##### SELECTED EXTRACT

Immunisation drive in quake-hit Java

Indonesian authorities are immunising earthquake survivors against disease as helicopters sweep the devastated region of Java to search for isolated victims.

    Relief supplies and medicines are being sent to affected areas

    Siti Fadillah Supari, Indonesia's health minister, said on Wednesday the government was also moving patients from hospitals in the immediate area to more distant cities to relieve overcrowding.

    "For now [the hospitals] are starting to get tidy and we have penetrated isolated areas using mobile clinics ... helicopters dispatch food while airlifting the patients. The supply of medicine is also flowing," she said.

    "Today we are continuing to comb [the region] to make sure there are no untouched areas."

    The toll from Saturday's quake rose to 6,234 after officials found 388 more bodies, social affairs ministry spokesman Juswadi said on Wednesday. At least 30,000 were injured and 647,000 people have been displaced.

    So far there are no signs of any outbreaks of disease, but medicines were being sent to affected areas to prevent diseases such as malaria.

    The 6.3 magnitude quake, which was centred just off the Indian Ocean coast near Yogyakarta, wrecked some infrastructure such as water pipes and pumps. Damage to roads is hindering efforts to distribute aid.

    Around the Bantul area, which was hardest hit, entire villages were destroyed, homes reduced to piles of wood, tiles and tin, and survivors used whatever they could find to construct shelters.

    Efforts praised

    Haruhiko Kuroda, the Asian Development Bank president, said late on Tuesday that Susilo Bambang Yudhoyono's government had learnt from the Indian Ocean quake and tsunami in December 2004 that left 170,000 Indonesians killed or missing.

##########
##### PROVIDED MATERIAL

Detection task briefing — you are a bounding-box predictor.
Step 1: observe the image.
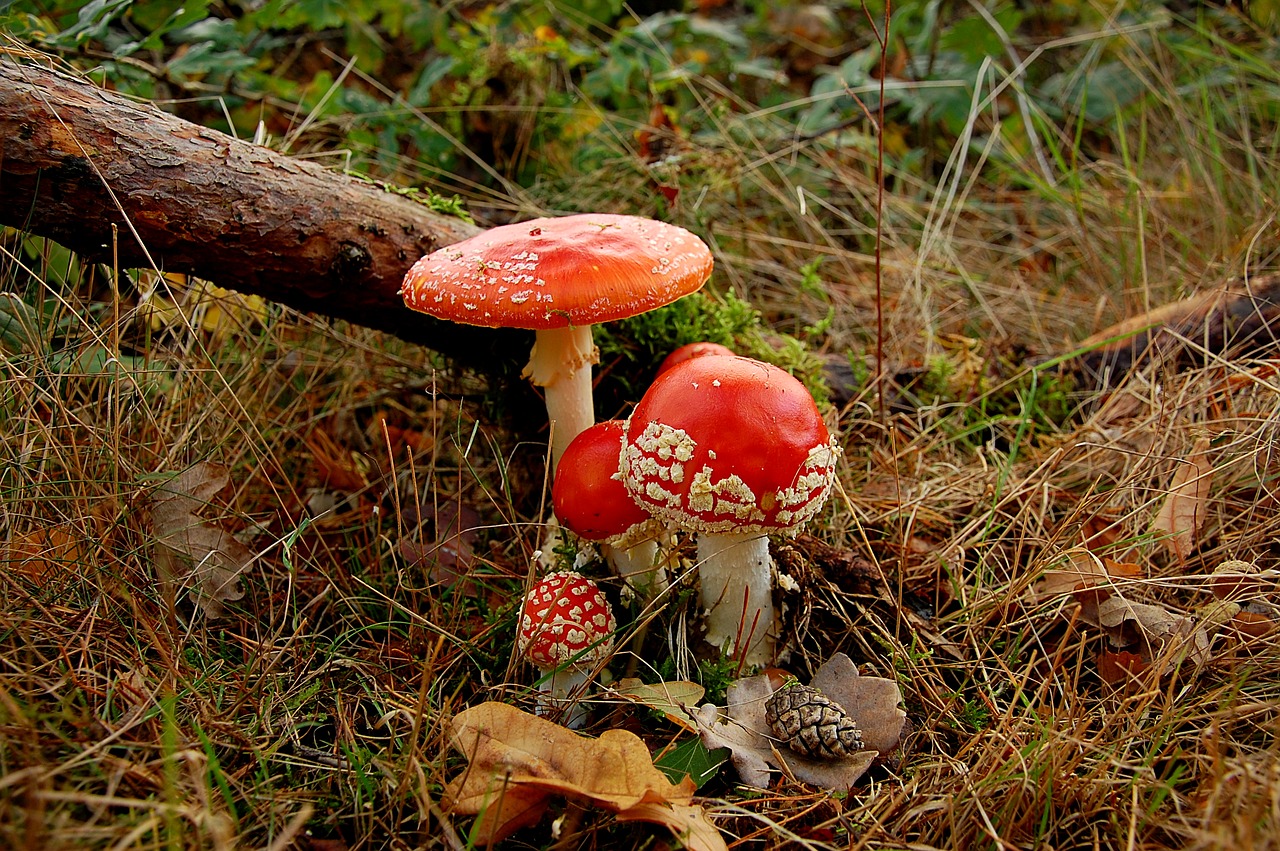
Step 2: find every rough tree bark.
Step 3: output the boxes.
[0,59,532,369]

##########

- _TASKS_
[A] Do the following statements agree with the article on the Java earthquake? For each, answer yes or no and quote the words of the article that decide it. (i) The quake had a magnitude of 6.3. (ii) Outbreaks of disease have already appeared among survivors. (iii) The death toll rose after officials found 388 more bodies.
[B] According to the article on the Java earthquake, which area was hit hardest?
[C] Continue the article on the Java earthquake from its final sentence.
The records have no connection to the article about the Java earthquake.

- _NUMBERED ANSWERS_
[A]
(i) Yes: "The 6.3 magnitude quake"
(ii) No: "So far there are no signs of any outbreaks of disease"
(iii) Yes: "The toll from Saturday's quake rose to 6,234 after officials found 388 more bodies"

[B] The Bantul area.

[C]
    "This time the government was very quick in responding to the need," Kuroda said.

    Dozens of countries have pledged cash, emergency supplies and personnel, and UN agencies and private international organisations such as the Red Cross began moving aid in shortly after Saturday morning's quake.

    Dozens of countries have vowed
    to send cash and relief supplies

    Much of the aid is being airlifted to the airport of the ancient royal capital of Yogyakarta, the main city in the afflicted area.

    But on Wednesday morning in the Bantul area, residents of Sampangan Kidul village said proper shelter and goods were still slow in coming.

    Edward Beigbeder, head of the UN children's fund operation in Yogyakarta, said that incoming aid was insufficient to meet demand. "We're doing a race against the clock," he said.

    The government has set aside relief funds of 100 billion rupiah ($10.86 million) for the next three months. This will be followed by a year of reconstruction and rehabilitation.